◆ TASK OBJECTIVE
The data below is to be returned in full and exactly.

*** ENTRIES PROVIDED ***

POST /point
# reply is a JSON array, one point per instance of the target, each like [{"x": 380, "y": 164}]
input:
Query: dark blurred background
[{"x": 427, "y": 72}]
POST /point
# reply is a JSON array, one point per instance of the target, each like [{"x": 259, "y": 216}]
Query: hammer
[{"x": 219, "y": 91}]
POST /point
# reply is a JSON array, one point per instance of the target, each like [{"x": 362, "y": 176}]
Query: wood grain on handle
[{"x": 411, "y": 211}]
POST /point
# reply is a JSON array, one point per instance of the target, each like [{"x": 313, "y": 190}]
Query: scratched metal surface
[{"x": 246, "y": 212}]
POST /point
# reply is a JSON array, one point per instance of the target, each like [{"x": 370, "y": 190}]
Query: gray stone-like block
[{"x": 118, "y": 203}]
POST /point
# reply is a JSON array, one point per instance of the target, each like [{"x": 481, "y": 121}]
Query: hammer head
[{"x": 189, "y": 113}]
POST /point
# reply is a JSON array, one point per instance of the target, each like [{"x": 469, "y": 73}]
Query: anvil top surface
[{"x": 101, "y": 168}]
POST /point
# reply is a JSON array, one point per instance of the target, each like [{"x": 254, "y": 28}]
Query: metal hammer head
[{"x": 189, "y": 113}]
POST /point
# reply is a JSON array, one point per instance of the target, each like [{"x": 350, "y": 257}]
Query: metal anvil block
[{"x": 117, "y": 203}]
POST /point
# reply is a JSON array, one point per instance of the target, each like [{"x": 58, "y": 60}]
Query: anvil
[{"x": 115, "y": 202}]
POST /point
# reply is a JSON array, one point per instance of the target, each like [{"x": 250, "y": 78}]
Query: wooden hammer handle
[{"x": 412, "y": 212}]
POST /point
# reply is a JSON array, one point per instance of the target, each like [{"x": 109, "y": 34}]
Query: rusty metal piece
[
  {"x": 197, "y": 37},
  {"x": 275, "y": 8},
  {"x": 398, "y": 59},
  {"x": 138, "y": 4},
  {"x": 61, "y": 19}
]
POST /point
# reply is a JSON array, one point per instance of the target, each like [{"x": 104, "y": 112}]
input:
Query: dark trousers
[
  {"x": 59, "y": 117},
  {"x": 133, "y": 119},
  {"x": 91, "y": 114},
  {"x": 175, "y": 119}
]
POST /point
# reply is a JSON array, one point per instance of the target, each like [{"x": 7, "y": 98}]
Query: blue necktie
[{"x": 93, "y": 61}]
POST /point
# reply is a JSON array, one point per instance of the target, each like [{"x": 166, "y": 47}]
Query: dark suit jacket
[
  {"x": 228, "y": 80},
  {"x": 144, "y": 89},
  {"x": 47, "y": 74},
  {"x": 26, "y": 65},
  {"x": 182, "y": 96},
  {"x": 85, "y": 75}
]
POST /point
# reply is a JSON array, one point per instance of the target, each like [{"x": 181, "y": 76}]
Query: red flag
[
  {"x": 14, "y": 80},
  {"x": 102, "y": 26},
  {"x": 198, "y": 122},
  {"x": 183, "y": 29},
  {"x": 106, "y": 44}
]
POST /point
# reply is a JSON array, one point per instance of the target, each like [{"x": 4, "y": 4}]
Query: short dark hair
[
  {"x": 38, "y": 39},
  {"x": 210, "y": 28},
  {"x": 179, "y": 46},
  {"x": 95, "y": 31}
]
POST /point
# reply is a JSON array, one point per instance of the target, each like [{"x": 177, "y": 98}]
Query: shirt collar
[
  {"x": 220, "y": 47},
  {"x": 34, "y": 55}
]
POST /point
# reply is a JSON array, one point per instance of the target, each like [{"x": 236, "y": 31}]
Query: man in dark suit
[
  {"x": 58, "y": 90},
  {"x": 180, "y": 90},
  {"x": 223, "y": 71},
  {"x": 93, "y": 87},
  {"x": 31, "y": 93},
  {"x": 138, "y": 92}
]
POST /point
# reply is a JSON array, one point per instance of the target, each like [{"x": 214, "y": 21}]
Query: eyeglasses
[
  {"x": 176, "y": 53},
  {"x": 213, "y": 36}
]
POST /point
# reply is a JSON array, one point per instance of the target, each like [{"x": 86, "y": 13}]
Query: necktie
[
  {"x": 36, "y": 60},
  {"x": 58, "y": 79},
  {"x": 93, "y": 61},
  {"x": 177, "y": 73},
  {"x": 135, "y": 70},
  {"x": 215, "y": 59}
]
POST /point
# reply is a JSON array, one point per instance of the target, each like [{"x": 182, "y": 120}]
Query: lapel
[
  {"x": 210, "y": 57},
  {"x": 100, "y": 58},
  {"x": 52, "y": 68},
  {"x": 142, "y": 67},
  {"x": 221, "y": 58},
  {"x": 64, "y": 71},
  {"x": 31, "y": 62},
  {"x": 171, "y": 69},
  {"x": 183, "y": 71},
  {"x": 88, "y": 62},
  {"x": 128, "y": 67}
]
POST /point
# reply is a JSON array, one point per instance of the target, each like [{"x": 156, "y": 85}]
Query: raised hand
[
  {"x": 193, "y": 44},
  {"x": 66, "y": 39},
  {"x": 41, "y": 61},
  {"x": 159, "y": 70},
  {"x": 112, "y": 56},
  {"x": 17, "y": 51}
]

***

◆ OUTPUT FOR THIS EXERCISE
POST /point
# reply is a JSON array, one point per instance of the target, each like [{"x": 380, "y": 164}]
input:
Query: dark blurred background
[{"x": 427, "y": 72}]
POST /point
# reply is a JSON array, one point per instance of the target, each like [{"x": 259, "y": 216}]
Query: hammer
[{"x": 219, "y": 91}]
POST /point
# reply is a JSON array, one point per instance of the target, each like [{"x": 362, "y": 176}]
Query: wood grain on handle
[{"x": 411, "y": 211}]
POST /point
# reply is a JSON array, one point per instance of the target, each like [{"x": 313, "y": 190}]
Query: scratched metal surface
[{"x": 246, "y": 212}]
POST /point
# reply is a JSON array, one point per instance of the target, each like [{"x": 370, "y": 190}]
Query: gray stone-like block
[{"x": 118, "y": 203}]
POST /point
# reply is a JSON array, one point per instance of the target, each like [{"x": 481, "y": 121}]
Query: hammer head
[{"x": 189, "y": 113}]
POST /point
# reply is a JSON array, one point per instance of the target, each like [{"x": 469, "y": 73}]
Query: anvil top surface
[{"x": 101, "y": 168}]
POST /point
# reply is a JSON array, one point per instance of the target, each like [{"x": 254, "y": 28}]
Query: metal hammer head
[{"x": 189, "y": 113}]
POST /point
# reply is a JSON array, one point per instance of the target, each like [{"x": 350, "y": 257}]
Query: metal anvil block
[{"x": 117, "y": 203}]
POST /point
# reply is a JSON array, one point per instance of the target, each like [{"x": 58, "y": 60}]
Query: anvil
[{"x": 115, "y": 202}]
POST /point
# reply is a JSON array, one point per instance of the target, each like [{"x": 250, "y": 78}]
Query: wooden hammer handle
[{"x": 412, "y": 212}]
POST /point
# reply is a JSON array, one point per instance of the target, each like [{"x": 109, "y": 34}]
Query: rusty metal piece
[
  {"x": 197, "y": 37},
  {"x": 275, "y": 8},
  {"x": 398, "y": 59},
  {"x": 138, "y": 4},
  {"x": 61, "y": 19}
]
POST /point
# reply is a JSON array, one point per instance of the target, each like [{"x": 104, "y": 112}]
input:
Query: dark trousers
[
  {"x": 59, "y": 117},
  {"x": 133, "y": 119},
  {"x": 91, "y": 114},
  {"x": 175, "y": 119}
]
POST /point
# reply is a JSON array, one point per instance of the target, each like [{"x": 7, "y": 98}]
Query: blue necktie
[{"x": 93, "y": 61}]
POST /point
# reply is a JSON array, one point per instance of the target, each like [{"x": 166, "y": 47}]
Query: dark suit jacket
[
  {"x": 228, "y": 80},
  {"x": 144, "y": 89},
  {"x": 47, "y": 74},
  {"x": 26, "y": 65},
  {"x": 182, "y": 96},
  {"x": 85, "y": 75}
]
POST /point
# reply is a JSON array, one point per instance of the target, each like [{"x": 181, "y": 76}]
Query: red flag
[
  {"x": 14, "y": 80},
  {"x": 102, "y": 26},
  {"x": 198, "y": 122},
  {"x": 183, "y": 29},
  {"x": 106, "y": 44}
]
POST /point
# reply is a JSON array, one point per instance of the target, each like [{"x": 4, "y": 4}]
Query: short dark hair
[
  {"x": 38, "y": 39},
  {"x": 210, "y": 28},
  {"x": 179, "y": 46},
  {"x": 95, "y": 31}
]
POST /point
# reply is a JSON array, one point per instance of the target, each like [{"x": 177, "y": 98}]
Query: shirt collar
[
  {"x": 220, "y": 47},
  {"x": 34, "y": 55}
]
POST /point
# reply is a JSON array, one point per instance of the target, each like [{"x": 236, "y": 31}]
Query: man in dark suit
[
  {"x": 58, "y": 90},
  {"x": 180, "y": 90},
  {"x": 223, "y": 71},
  {"x": 93, "y": 87},
  {"x": 31, "y": 93},
  {"x": 138, "y": 92}
]
POST /point
# reply is a JSON array, one point per instance of the target, each like [{"x": 214, "y": 21}]
Query: eyeglasses
[
  {"x": 176, "y": 53},
  {"x": 213, "y": 36}
]
POST /point
# reply is a JSON array, one point per instance of the target, each like [{"x": 86, "y": 13}]
Query: necktie
[
  {"x": 36, "y": 60},
  {"x": 58, "y": 79},
  {"x": 93, "y": 61},
  {"x": 177, "y": 73},
  {"x": 135, "y": 70},
  {"x": 215, "y": 59}
]
POST /point
# reply is a JSON array, one point per instance of the target, each like [{"x": 182, "y": 120}]
Query: lapel
[
  {"x": 210, "y": 57},
  {"x": 100, "y": 58},
  {"x": 52, "y": 68},
  {"x": 142, "y": 67},
  {"x": 221, "y": 58},
  {"x": 64, "y": 71},
  {"x": 31, "y": 62},
  {"x": 171, "y": 69},
  {"x": 183, "y": 71},
  {"x": 88, "y": 62},
  {"x": 128, "y": 67}
]
POST /point
# reply is a JSON array, one point per instance of the target, each like [{"x": 156, "y": 85}]
Query: raised hand
[
  {"x": 193, "y": 44},
  {"x": 66, "y": 39},
  {"x": 41, "y": 61},
  {"x": 159, "y": 70},
  {"x": 112, "y": 56},
  {"x": 17, "y": 51}
]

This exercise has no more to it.